■ **Work to complete**
Starting at the line that contains "Please put a point on each instance of the distant" and ending at the end of the records, write out every line again, requests included, and shift each coordinate in the answers by adding -135 to it.

■ **Point placement records**
^^^^^^^^^^^^^^^^

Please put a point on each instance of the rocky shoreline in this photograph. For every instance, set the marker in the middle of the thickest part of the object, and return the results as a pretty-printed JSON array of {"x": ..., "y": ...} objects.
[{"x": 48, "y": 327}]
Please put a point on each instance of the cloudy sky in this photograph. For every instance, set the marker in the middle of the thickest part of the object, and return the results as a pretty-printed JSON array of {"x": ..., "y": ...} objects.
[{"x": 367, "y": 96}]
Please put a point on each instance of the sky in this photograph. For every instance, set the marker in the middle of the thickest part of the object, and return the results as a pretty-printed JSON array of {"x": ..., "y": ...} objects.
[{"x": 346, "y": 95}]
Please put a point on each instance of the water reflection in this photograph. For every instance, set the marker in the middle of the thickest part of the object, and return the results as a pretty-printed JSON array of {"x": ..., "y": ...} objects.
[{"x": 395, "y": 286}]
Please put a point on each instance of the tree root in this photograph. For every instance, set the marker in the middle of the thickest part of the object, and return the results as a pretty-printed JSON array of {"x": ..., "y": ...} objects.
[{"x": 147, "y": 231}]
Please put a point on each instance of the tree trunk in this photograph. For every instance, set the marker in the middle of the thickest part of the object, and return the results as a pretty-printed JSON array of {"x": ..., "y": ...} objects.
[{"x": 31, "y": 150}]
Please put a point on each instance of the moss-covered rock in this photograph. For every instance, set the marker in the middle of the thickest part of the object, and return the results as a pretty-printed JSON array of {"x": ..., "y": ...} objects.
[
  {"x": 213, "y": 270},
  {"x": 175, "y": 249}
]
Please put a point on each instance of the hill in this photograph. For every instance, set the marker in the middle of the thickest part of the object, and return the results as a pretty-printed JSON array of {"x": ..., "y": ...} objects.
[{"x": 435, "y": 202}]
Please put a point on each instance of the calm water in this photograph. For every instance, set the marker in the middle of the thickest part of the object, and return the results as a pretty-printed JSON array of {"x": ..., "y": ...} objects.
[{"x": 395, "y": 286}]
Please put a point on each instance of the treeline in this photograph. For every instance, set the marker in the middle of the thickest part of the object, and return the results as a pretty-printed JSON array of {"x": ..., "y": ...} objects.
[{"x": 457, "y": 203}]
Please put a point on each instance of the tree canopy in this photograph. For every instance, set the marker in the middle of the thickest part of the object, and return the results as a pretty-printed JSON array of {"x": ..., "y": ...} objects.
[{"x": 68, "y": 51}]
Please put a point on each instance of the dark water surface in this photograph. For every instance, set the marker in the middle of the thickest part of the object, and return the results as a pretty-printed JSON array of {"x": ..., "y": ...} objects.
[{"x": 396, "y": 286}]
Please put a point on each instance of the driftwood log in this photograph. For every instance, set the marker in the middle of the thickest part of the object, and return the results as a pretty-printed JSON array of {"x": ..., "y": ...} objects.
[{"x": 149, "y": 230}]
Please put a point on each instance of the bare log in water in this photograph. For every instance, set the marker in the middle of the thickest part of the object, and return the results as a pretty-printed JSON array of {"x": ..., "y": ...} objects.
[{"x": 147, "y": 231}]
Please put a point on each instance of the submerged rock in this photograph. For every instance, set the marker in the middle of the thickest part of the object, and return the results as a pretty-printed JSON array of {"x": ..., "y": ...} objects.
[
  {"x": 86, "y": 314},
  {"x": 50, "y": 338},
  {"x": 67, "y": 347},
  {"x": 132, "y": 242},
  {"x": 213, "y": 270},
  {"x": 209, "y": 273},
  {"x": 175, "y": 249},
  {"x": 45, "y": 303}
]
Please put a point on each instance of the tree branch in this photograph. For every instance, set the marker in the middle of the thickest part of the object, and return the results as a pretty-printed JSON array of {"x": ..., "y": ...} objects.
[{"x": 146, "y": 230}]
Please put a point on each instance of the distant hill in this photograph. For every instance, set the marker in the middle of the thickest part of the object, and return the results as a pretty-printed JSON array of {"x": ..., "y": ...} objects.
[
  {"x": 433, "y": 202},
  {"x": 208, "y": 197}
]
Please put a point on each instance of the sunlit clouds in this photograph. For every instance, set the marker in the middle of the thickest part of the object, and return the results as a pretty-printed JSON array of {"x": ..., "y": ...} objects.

^^^^^^^^^^^^^^^^

■ **Exercise output**
Please put a point on each instance of the distant hill in this photograph. For every instance, set the marker in the middle of the thickest part of the object, and return the results as a pretty-printed JSON array of {"x": ..., "y": ...} objects.
[
  {"x": 298, "y": 67},
  {"x": 73, "y": 62}
]
Please put a point on each instance of the sunlit clouds in this photograph. For every instance, set the marker in the middle of the thickest part of the object, and return the results as a pretty-printed JSON array of {"x": ..., "y": ...} objects.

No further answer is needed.